* **Text passage**:

===

While growing up in Miami, Varick came home one day to find a friend deceased due to an unforeseen incident. The incident made him more aware of his future. In 1997 he decided to enroll at Florida A&M University to major in journalism. However, his aspiration to become a full-fledged artist led him to switch coasts after only two and half years of school. He would eventually, through a friend, get the opportunity to start in the hip-hop industry by flying out to meet with famed producer Dr. Dre while he was filming The Wash. After many hours waiting around on set, Varick finally got the chance to rap in front of Dr. Dre. Dr. Dre was impressed and Varick was asked to work on a few tracks for The Wash soundtrack. He is also a good basketball player.

In addition to working on the soundtrack, Varick wrote two Billboard Hot 100 chart-toppers, "Shake Ya Tailfeather" by P. Diddy, Nelly & Murphy Lee for which he won a Grammy for Best Performance at the 2004 awards and "Bump, Bump, Bump" by B2K. He also has collaborated with fellow hip-hop artists such as Trick Daddy, Scarface, Kanye West, T.I., and BMG.

===

* **Extracted records**:

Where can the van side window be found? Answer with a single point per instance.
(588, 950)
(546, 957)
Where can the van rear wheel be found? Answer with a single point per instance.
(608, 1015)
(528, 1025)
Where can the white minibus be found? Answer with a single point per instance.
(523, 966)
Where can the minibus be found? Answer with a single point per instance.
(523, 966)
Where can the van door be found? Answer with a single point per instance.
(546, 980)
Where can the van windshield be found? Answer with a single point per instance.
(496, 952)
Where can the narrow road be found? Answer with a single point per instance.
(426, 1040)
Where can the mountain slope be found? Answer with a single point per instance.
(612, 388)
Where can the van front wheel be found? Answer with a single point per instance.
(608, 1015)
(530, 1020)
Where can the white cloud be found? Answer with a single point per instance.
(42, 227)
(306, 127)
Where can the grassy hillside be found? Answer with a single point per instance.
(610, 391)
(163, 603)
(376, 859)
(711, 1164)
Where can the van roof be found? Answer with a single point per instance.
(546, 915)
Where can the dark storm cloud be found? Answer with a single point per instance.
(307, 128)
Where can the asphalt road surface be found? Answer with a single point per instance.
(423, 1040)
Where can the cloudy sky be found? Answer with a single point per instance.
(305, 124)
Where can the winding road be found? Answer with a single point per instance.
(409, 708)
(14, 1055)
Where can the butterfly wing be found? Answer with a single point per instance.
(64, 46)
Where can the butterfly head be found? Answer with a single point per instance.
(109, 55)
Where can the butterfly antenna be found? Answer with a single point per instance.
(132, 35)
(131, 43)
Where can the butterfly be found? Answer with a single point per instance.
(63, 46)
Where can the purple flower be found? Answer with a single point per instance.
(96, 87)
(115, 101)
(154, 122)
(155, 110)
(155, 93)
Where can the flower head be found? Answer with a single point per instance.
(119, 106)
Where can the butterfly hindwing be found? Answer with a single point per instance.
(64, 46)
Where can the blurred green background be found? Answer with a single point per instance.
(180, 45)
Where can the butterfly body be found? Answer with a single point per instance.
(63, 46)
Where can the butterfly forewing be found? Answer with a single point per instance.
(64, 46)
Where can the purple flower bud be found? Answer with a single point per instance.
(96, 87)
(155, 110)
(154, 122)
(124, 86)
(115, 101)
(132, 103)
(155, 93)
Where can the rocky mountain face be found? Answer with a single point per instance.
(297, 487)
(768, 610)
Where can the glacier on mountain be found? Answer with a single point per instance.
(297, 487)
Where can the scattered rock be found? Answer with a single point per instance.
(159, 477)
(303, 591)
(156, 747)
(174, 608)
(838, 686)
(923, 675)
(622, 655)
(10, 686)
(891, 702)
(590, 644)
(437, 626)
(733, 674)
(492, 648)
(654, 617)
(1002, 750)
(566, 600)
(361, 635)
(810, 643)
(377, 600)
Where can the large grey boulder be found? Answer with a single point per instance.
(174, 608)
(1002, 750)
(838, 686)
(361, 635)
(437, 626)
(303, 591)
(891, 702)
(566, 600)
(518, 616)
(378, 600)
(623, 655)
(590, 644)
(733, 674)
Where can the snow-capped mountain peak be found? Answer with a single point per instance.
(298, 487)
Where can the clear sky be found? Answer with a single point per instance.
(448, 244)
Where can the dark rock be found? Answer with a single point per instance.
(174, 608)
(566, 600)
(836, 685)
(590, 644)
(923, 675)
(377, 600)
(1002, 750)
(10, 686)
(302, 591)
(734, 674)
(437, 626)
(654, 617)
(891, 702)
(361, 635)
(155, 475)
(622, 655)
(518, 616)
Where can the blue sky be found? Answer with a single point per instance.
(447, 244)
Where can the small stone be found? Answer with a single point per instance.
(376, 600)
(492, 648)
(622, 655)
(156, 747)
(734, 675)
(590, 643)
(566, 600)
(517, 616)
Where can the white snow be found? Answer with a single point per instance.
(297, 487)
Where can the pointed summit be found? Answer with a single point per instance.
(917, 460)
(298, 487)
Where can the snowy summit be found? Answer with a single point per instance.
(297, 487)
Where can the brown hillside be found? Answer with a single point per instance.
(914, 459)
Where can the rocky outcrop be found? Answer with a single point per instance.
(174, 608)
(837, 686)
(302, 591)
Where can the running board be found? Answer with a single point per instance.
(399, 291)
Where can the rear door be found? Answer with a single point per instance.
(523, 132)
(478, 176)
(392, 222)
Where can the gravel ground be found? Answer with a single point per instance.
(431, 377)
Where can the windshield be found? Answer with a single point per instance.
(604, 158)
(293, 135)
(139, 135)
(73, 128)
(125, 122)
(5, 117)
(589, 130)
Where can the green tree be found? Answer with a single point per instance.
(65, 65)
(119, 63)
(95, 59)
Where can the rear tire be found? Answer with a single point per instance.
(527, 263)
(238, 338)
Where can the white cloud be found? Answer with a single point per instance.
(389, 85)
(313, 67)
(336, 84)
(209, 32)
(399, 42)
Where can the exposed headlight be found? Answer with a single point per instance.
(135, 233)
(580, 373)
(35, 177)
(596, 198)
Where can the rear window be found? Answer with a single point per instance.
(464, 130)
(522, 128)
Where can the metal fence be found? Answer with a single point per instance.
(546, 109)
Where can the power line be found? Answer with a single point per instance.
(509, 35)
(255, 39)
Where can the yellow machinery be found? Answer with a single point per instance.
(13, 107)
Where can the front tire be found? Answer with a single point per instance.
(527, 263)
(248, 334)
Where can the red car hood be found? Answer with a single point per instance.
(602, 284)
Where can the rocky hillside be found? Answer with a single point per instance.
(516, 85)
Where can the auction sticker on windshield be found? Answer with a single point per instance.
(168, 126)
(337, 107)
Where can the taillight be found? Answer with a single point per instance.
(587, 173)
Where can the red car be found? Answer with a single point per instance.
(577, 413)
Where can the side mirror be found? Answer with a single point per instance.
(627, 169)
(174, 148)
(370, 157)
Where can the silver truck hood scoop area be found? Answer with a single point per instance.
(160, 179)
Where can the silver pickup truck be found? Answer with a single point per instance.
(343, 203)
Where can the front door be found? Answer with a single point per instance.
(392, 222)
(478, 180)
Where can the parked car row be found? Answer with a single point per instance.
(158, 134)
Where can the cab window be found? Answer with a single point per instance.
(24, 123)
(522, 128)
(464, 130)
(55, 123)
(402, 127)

===

* **Exercise**:
Answer these questions from the Varick biography.
1. In what year did Varick enroll at Florida A&M University, and what did he plan to major in?
2. Which producer did Varick rap for on the set of The Wash?
3. What is the title of the B2K song that Varick wrote?
Answers should draw on the Varick biography alone.

* **Written solution**:
1. 1997, journalism
2. Dr. Dre
3. "Bump, Bump, Bump"